> **What needs to be done**
Can you write out only the stretch from the start of the items below through the line that contains "(1146, 326)", requests included, scaling every answer coordinate by 2.4 and rounding each to a whole number, with halves rounded up?

------ Supplied material

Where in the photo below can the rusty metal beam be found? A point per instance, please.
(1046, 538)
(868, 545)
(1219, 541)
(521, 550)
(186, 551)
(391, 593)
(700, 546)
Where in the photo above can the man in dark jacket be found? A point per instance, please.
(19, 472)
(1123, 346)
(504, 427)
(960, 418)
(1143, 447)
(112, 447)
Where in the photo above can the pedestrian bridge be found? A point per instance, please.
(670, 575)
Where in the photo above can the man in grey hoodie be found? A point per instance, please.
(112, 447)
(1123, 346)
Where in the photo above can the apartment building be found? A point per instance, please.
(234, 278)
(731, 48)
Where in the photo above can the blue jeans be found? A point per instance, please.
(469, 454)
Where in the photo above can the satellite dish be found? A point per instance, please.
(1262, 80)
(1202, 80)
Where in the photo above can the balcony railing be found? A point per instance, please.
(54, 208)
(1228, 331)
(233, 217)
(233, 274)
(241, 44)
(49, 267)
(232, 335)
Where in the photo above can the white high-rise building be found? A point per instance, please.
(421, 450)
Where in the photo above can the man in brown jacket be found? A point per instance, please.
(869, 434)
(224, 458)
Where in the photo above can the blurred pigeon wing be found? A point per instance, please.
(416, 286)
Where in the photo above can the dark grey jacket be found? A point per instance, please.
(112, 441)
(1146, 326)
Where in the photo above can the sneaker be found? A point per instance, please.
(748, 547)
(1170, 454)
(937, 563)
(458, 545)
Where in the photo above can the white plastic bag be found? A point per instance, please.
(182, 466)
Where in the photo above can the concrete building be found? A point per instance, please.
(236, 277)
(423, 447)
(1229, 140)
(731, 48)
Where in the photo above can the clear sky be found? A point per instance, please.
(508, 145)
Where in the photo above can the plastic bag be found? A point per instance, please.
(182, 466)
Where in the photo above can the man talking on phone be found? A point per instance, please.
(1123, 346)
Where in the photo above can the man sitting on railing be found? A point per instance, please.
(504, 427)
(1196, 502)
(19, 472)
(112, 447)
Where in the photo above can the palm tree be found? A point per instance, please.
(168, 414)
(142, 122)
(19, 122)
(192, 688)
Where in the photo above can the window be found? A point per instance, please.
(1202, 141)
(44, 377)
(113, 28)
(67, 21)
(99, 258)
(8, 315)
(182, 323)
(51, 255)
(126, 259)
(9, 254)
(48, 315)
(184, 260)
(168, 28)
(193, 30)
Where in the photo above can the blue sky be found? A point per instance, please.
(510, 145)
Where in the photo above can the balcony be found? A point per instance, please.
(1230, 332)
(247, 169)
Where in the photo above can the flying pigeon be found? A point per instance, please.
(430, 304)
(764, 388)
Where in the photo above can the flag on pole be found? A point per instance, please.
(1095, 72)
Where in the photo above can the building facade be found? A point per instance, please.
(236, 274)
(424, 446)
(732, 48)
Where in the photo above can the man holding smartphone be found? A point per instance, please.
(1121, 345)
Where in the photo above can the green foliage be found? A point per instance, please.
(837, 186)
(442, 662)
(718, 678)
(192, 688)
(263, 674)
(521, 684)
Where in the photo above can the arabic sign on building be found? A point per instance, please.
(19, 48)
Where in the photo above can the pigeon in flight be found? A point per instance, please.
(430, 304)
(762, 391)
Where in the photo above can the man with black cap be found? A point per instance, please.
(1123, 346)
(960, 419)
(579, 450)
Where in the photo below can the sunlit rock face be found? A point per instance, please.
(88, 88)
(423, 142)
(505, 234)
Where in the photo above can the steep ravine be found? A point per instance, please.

------------

> **Full output**
Where in the photo below can the rusty metal beam be found? A point per instance, please.
(2510, 1291)
(2083, 1308)
(2926, 1298)
(1250, 1320)
(446, 1322)
(938, 1423)
(1680, 1310)
Where in the photo above can the man in dark jacket be found? A point per instance, please.
(46, 1133)
(2695, 830)
(1210, 1025)
(2304, 1003)
(2743, 1073)
(269, 1073)
Where in the photo above can the pedestrian bridge be found? A point per instance, please.
(1608, 1380)
Where in the photo above can the man in grey hoodie be found? A point per instance, please.
(269, 1073)
(2695, 830)
Where in the photo above can the apartment building be found? A point per instance, please.
(562, 667)
(1754, 115)
Where in the photo above can the blue jeans be found? A point per instance, please.
(1126, 1090)
Where in the photo above can the satellite dish be found? A point per instance, please.
(3029, 192)
(2885, 192)
Where in the photo above can the balcony railing be found? A point per instance, please.
(130, 499)
(2947, 794)
(559, 521)
(559, 658)
(578, 106)
(118, 641)
(557, 804)
Where in the photo above can the white high-rise building be found? A point per instance, please.
(1010, 1080)
Where in the photo above can the man in brown jacket be found? A point per instance, please.
(2086, 1042)
(538, 1099)
Where in the photo above can the blurred pigeon wing be found? A point per instance, please.
(998, 686)
Where in the photo above can the dark grey jacket be found? A point per instance, please.
(269, 1058)
(2750, 782)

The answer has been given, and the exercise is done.